* _Input for this task_
□ □ □

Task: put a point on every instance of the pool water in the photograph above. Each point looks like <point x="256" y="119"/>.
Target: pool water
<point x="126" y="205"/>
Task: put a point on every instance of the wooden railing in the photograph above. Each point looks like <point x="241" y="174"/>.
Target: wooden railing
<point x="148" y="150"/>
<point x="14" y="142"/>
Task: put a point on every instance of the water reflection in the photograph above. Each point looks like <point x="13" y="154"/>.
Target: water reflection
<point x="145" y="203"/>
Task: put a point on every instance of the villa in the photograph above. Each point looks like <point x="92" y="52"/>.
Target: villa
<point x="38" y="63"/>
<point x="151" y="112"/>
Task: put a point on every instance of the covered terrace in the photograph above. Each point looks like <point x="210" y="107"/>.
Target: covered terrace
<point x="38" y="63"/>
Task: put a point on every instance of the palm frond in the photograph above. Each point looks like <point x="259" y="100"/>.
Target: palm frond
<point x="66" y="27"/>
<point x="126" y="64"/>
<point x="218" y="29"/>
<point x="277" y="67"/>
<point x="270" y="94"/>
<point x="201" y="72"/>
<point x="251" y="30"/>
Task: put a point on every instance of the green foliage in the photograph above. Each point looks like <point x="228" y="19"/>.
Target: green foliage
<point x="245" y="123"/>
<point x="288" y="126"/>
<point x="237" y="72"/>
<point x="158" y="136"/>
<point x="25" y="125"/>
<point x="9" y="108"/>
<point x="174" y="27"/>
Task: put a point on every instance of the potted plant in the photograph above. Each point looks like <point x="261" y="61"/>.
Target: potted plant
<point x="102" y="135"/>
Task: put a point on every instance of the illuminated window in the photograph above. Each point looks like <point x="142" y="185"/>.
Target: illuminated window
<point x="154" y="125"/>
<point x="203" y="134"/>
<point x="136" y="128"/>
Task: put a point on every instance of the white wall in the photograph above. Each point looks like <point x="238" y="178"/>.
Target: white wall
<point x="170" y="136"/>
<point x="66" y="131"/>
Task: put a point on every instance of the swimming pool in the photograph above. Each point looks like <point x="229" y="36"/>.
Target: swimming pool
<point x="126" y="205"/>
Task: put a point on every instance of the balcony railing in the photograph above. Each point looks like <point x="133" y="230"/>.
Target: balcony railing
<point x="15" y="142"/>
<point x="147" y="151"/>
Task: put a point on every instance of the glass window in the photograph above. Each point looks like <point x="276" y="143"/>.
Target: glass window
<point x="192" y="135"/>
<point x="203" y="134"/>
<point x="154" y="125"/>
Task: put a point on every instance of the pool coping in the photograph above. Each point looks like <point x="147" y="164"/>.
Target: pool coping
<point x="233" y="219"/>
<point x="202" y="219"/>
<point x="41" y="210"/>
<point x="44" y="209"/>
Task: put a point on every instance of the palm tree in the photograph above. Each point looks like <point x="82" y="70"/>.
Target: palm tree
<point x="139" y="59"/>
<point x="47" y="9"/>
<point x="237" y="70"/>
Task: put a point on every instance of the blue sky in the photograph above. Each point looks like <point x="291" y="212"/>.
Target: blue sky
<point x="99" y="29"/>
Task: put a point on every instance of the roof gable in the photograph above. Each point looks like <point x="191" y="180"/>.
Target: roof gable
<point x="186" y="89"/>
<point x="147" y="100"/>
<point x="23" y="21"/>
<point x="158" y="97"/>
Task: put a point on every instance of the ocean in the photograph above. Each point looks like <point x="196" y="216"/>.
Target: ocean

□ □ □

* _What you should do_
Please give all of the lines above again, switching "instance" to "occurrence" everywhere and leaving everything else unchanged.

* _Written answer_
Task: put a point on every occurrence of the pool water in the photograph above. Each point looks like <point x="256" y="119"/>.
Target: pool water
<point x="126" y="205"/>
Task: put a point on every occurrence of the wooden railing in the photograph above. Each point looks like <point x="241" y="174"/>.
Target: wooden railing
<point x="148" y="150"/>
<point x="14" y="142"/>
Task: put a point on every occurrence of the water reflection in the photograph above. Each point looks like <point x="13" y="154"/>.
Target: water reflection
<point x="145" y="203"/>
Task: put a point on every occurrence of the villa in the photograph above. Each point looks like <point x="92" y="52"/>.
Target: villa
<point x="38" y="63"/>
<point x="151" y="112"/>
Task: put a point on every occurrence of the covered terrace in the photograph above. Each point looks like <point x="210" y="107"/>.
Target: covered terrace
<point x="38" y="63"/>
Task: put a point on every occurrence of the palm frond in the photograph above. Each point looks like <point x="259" y="100"/>.
Target: palm frond
<point x="66" y="27"/>
<point x="126" y="64"/>
<point x="218" y="29"/>
<point x="277" y="67"/>
<point x="270" y="94"/>
<point x="201" y="72"/>
<point x="251" y="30"/>
Task: put a point on every occurrence of the green foliage in the photograph above. Each point looks like <point x="228" y="19"/>.
Target: green foliage
<point x="245" y="123"/>
<point x="288" y="126"/>
<point x="237" y="72"/>
<point x="158" y="136"/>
<point x="25" y="125"/>
<point x="9" y="108"/>
<point x="174" y="27"/>
Task: put a point on every occurrence of the potted plant in the photograph above. Each point looks like <point x="261" y="61"/>.
Target: potted plant
<point x="102" y="135"/>
Task: put a point on every occurrence of the illuminated window in the photograph above. Each point looks like <point x="142" y="185"/>.
Target: illuminated window
<point x="154" y="125"/>
<point x="203" y="134"/>
<point x="136" y="128"/>
Task: put a point on every occurrence of the white wall in the photograph above. Each point looks like <point x="238" y="178"/>.
Target: white wall
<point x="170" y="136"/>
<point x="66" y="131"/>
Task: put a point on every occurrence of the swimming pool in the photograph above. Each point looks like <point x="229" y="36"/>.
Target: swimming pool
<point x="126" y="205"/>
Task: put a point on every occurrence of the balcony railing in the photograph above. Each point looks like <point x="133" y="230"/>.
Target: balcony railing
<point x="15" y="142"/>
<point x="147" y="151"/>
Task: put a point on every occurrence of the glass window in the photograph above. Each point looks like <point x="276" y="143"/>.
Target: glass window
<point x="192" y="135"/>
<point x="203" y="134"/>
<point x="154" y="125"/>
Task: put a point on every occurrence of the pool coping in the photograph above. Each point looks like <point x="147" y="164"/>.
Target: pool coping
<point x="233" y="219"/>
<point x="202" y="219"/>
<point x="41" y="210"/>
<point x="44" y="209"/>
Task: put a point on every occurrence of the palm tree in the photograph above. Each point looks like <point x="82" y="70"/>.
Target: palm tree
<point x="139" y="59"/>
<point x="47" y="9"/>
<point x="237" y="70"/>
Task: put a point on every occurrence of the blue sky in the photograph above. Each point looks like <point x="291" y="212"/>.
Target: blue sky
<point x="99" y="29"/>
Task: put a point on every occurrence of the roof gable in the photograph above. Each point looks like <point x="191" y="180"/>.
Target: roof gable
<point x="186" y="89"/>
<point x="147" y="100"/>
<point x="23" y="21"/>
<point x="158" y="97"/>
Task: put a point on every occurrence of the ocean in the photograph above. Each point looks like <point x="196" y="216"/>.
Target: ocean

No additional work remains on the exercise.